# Its arrived..........My new toys from Autopia



## smokey (Nov 23, 2005)

Just need to make room in the spare bedroom to store it all now 

Excuse the state of the kitchen...............Work in progress 





































Just got to learn how to use it all now 

Will be using my dads Mitsi FTO, My Willified Valver and my 1.4RT to practise on this weekend


----------



## Neil_S (Oct 26, 2005)

Sweet, nice one mate .

Makes me look forward to my goodies arriving from Pakshak!


----------



## BENJY (Oct 26, 2005)

wow i bet the post man was happy with you!
how much did that lot set you back? if you dnt mind me asking


----------



## donnyboy (Oct 27, 2005)

**** me!!! Did you buy 1 of everything!!! lol

Looks like you got a good load of kit there!! nice!!


----------



## smokey (Nov 23, 2005)

It all came in 3 boxes, I was at work while they were delivered and the frigging posty just left them on the door step (parcel force24)  

Altogether it came to just under £550 iirc, with a few other bits like Transformer, ext leads x 4 (2x110, 2x240), karcher 6m extension hose + a few other bits and bobs

Only took 3 days to arrive too


----------



## Jace (Oct 26, 2005)

Blimey, thats some package  

I bet customs & excise are loving you, all that vat & duty owed


----------



## PhilW (Oct 27, 2005)

I'm so jealous its unreal, i wish i had that kind of money to buy all of it.


I bet you cant wait for a nice/free day to give it all a bash.


----------



## [email protected] (Dec 1, 2005)

y did u go for sonus? if u dnt mind me asking


----------



## elucidate (Nov 15, 2005)

**Required task 1:**
Reproduce the entire forum thread about the new toys from Autopia word for word.
The records that come next are unrelated to the forum thread.

**Dataset records:**
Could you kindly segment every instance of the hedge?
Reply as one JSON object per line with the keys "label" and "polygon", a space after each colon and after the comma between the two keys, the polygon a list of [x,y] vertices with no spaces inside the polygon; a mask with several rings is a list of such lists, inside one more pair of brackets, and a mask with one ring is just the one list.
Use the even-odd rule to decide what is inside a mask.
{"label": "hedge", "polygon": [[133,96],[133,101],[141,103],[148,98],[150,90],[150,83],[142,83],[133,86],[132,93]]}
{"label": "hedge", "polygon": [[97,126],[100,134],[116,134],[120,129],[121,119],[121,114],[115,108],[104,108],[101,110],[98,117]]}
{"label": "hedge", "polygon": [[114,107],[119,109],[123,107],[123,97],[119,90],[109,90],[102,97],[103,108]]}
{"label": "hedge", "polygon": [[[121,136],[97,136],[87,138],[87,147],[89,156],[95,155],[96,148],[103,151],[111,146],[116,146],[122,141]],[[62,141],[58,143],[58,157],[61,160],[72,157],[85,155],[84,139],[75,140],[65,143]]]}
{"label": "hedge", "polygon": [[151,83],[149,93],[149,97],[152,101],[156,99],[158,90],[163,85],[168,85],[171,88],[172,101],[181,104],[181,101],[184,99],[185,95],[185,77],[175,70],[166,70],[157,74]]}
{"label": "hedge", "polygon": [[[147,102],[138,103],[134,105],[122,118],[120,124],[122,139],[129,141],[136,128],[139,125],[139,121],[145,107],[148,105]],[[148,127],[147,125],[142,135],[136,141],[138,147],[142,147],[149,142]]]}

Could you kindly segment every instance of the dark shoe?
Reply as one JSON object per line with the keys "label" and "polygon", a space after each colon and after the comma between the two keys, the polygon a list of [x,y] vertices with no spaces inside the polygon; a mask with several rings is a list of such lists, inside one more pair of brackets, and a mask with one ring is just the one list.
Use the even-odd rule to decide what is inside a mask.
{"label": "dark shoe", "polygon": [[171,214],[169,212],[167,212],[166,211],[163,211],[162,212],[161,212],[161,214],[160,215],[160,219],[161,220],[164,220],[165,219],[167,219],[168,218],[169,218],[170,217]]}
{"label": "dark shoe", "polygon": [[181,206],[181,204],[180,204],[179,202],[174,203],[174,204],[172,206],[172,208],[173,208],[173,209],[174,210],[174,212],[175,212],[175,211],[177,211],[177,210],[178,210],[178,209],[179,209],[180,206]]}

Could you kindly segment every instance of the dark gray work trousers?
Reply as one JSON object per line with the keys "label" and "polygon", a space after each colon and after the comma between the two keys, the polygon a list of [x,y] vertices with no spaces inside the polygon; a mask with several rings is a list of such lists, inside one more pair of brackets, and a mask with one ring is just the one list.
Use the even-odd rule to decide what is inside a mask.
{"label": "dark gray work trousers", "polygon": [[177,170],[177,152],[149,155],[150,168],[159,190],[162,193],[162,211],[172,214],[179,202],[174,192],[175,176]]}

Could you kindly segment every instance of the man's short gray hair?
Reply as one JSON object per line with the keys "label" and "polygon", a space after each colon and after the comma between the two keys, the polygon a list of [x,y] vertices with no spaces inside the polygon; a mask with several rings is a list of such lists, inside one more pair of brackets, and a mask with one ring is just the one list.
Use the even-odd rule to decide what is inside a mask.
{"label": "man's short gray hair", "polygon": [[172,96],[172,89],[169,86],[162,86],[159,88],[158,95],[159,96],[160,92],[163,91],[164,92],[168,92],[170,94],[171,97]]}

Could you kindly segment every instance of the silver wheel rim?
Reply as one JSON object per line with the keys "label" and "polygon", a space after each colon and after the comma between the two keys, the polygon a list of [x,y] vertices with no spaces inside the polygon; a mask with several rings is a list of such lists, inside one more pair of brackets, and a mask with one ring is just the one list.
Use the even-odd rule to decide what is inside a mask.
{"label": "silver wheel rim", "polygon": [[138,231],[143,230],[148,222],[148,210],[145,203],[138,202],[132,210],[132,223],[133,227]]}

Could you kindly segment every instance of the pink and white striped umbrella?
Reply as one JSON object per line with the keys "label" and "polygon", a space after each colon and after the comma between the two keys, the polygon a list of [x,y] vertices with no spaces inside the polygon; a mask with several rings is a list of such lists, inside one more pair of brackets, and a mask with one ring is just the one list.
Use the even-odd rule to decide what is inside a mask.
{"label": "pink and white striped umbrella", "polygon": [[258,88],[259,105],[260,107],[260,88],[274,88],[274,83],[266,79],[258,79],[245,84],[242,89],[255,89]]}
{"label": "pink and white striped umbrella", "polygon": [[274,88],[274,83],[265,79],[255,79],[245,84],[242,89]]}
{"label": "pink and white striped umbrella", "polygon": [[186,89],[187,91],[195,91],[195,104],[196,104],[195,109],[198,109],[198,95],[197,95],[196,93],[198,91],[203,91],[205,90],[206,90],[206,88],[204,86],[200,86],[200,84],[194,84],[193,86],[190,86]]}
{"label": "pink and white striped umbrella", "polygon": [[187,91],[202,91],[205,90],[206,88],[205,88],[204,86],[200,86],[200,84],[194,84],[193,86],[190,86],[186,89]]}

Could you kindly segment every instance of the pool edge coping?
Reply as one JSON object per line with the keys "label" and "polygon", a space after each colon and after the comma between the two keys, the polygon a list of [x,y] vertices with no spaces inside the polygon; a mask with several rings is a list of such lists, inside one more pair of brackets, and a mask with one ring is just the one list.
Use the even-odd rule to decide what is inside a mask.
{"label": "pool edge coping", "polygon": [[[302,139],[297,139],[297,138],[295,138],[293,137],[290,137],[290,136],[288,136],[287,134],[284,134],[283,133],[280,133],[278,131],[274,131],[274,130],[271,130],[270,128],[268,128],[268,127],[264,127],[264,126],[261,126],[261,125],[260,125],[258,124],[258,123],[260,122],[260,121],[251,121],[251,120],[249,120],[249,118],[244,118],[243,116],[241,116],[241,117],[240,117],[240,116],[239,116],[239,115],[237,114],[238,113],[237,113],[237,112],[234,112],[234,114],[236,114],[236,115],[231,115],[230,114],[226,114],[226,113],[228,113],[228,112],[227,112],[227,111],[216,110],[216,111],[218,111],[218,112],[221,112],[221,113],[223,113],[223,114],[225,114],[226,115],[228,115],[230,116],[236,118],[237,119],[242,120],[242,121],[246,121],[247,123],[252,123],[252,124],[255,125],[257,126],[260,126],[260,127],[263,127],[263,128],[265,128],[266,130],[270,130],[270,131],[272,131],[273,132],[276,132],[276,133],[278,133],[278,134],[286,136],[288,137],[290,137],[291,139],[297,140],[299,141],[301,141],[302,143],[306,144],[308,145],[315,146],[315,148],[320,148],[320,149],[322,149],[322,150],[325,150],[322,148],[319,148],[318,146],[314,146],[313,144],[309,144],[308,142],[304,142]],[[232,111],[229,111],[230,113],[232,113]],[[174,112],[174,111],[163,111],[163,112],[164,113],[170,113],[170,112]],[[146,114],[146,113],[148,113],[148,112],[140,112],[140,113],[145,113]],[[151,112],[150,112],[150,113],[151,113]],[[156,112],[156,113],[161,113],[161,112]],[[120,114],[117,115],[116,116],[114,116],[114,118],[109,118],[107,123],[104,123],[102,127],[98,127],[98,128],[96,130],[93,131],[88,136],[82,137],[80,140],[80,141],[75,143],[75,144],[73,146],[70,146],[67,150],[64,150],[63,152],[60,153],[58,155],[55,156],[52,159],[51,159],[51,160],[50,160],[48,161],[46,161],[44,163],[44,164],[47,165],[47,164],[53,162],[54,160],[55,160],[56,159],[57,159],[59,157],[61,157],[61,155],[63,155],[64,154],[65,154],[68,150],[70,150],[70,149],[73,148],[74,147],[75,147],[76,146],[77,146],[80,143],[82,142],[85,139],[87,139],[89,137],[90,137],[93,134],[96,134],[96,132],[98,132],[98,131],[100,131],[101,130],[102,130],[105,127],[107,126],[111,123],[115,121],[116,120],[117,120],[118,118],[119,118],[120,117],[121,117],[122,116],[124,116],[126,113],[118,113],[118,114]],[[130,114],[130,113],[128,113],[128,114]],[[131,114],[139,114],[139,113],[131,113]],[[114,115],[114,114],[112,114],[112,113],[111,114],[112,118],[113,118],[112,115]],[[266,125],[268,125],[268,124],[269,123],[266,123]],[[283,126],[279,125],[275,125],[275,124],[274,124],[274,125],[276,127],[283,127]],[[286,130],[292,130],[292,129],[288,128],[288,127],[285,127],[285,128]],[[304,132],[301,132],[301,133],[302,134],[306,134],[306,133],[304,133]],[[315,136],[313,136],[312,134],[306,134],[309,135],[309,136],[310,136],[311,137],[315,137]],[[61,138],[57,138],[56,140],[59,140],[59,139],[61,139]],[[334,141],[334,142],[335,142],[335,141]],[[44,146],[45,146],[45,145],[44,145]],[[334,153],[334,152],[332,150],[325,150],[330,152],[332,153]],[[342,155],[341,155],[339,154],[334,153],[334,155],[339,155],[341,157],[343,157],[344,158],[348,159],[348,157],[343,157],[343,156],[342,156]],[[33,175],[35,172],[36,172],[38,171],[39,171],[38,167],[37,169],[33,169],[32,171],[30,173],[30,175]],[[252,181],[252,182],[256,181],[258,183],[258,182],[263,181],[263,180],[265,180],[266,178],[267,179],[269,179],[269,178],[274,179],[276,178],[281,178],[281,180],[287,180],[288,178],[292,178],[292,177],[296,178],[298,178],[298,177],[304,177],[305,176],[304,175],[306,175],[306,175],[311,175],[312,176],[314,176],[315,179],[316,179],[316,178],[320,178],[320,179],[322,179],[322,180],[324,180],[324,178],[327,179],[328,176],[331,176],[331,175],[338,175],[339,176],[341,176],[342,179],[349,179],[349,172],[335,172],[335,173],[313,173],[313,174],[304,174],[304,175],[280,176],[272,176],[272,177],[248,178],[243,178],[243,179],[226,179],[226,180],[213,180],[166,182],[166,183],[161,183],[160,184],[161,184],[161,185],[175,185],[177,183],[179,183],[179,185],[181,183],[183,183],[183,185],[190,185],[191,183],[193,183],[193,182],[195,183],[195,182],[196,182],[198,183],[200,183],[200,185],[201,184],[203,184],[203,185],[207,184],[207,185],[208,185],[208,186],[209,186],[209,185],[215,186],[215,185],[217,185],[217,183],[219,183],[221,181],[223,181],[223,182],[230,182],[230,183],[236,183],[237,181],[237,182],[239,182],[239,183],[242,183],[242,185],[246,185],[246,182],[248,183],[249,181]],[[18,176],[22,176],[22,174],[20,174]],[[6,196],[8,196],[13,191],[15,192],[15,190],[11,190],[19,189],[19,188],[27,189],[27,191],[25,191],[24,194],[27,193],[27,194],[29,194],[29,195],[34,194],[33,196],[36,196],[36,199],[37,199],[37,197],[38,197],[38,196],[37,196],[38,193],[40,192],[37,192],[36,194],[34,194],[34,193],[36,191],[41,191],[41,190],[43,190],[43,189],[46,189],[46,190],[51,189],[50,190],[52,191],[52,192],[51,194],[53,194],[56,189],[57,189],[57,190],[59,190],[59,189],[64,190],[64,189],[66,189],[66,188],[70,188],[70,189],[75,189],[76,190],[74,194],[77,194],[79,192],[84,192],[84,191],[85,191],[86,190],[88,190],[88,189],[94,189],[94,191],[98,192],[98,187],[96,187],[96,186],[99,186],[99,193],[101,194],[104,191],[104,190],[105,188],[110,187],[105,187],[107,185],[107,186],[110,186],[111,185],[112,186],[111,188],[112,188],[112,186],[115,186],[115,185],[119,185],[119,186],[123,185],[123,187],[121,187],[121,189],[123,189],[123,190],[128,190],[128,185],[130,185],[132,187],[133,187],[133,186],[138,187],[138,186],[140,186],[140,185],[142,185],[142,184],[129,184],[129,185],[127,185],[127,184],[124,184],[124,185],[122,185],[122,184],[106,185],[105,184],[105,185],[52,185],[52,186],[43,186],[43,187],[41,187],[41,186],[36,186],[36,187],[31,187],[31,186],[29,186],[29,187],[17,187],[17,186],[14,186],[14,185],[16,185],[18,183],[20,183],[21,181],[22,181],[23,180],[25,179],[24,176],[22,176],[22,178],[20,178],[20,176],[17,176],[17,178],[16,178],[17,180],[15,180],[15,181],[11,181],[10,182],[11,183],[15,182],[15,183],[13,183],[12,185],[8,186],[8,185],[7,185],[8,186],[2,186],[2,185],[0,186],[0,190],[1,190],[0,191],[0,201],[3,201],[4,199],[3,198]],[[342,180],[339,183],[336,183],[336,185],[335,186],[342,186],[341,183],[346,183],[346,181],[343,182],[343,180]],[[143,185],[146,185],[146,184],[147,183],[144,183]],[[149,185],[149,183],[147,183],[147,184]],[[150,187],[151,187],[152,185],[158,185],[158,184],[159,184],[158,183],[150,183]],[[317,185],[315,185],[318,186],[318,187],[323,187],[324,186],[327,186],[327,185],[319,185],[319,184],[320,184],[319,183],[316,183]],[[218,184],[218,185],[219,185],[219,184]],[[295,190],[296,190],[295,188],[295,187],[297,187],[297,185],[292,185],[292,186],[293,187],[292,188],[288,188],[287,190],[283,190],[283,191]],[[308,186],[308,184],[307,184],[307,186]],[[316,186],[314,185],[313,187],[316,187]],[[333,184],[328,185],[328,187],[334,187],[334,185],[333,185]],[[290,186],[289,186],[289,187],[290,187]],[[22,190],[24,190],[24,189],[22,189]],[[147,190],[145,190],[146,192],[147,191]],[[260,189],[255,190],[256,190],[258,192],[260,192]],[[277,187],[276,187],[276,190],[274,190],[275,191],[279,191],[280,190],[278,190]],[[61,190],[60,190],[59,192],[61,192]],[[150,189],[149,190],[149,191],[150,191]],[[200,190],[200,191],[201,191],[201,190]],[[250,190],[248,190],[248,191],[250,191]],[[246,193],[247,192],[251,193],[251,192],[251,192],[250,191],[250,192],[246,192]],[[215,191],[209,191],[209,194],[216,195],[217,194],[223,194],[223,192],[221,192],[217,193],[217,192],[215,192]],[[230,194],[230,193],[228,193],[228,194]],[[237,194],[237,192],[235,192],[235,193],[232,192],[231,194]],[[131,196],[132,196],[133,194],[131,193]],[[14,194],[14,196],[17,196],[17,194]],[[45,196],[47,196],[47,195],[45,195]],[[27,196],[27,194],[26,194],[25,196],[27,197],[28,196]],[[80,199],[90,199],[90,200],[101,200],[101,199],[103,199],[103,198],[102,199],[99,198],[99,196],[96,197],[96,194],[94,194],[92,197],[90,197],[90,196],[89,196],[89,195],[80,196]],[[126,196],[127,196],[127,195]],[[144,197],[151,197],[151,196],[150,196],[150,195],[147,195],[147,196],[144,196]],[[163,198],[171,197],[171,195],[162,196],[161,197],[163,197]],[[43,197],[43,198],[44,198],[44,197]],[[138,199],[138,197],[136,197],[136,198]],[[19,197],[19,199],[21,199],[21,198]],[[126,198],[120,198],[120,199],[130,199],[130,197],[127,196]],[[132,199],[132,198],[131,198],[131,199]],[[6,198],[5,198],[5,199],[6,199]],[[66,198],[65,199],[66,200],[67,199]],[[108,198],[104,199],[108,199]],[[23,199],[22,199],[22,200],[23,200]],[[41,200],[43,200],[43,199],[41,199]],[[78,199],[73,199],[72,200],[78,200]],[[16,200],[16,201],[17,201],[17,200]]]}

**Required task 2:**
List each line of the records that contains the word "segment", treating uppercase and lowercase as different.

**Worked answer 1:**
# Its arrived..........My new toys from Autopia



## smokey (Nov 23, 2005)

Just need to make room in the spare bedroom to store it all now 

Excuse the state of the kitchen...............Work in progress 





































Just got to learn how to use it all now 

Will be using my dads Mitsi FTO, My Willified Valver and my 1.4RT to practise on this weekend


----------



## Neil_S (Oct 26, 2005)

Sweet, nice one mate .

Makes me look forward to my goodies arriving from Pakshak!


----------



## BENJY (Oct 26, 2005)

wow i bet the post man was happy with you!
how much did that lot set you back? if you dnt mind me asking


----------



## donnyboy (Oct 27, 2005)

**** me!!! Did you buy 1 of everything!!! lol

Looks like you got a good load of kit there!! nice!!


----------



## smokey (Nov 23, 2005)

It all came in 3 boxes, I was at work while they were delivered and the frigging posty just left them on the door step (parcel force24)  

Altogether it came to just under £550 iirc, with a few other bits like Transformer, ext leads x 4 (2x110, 2x240), karcher 6m extension hose + a few other bits and bobs

Only took 3 days to arrive too


----------



## Jace (Oct 26, 2005)

Blimey, thats some package  

I bet customs & excise are loving you, all that vat & duty owed


----------



## PhilW (Oct 27, 2005)

I'm so jealous its unreal, i wish i had that kind of money to buy all of it.


I bet you cant wait for a nice/free day to give it all a bash.


----------



## [email protected] (Dec 1, 2005)

y did u go for sonus? if u dnt mind me asking


----------



## elucidate (Nov 15, 2005)

**Worked answer 2:**
Could you kindly segment every instance of the hedge?
Could you kindly segment every instance of the dark shoe?
Could you kindly segment every instance of the dark gray work trousers?
Could you kindly segment every instance of the man's short gray hair?
Could you kindly segment every instance of the silver wheel rim?
Could you kindly segment every instance of the pink and white striped umbrella?
Could you kindly segment every instance of the pool edge coping?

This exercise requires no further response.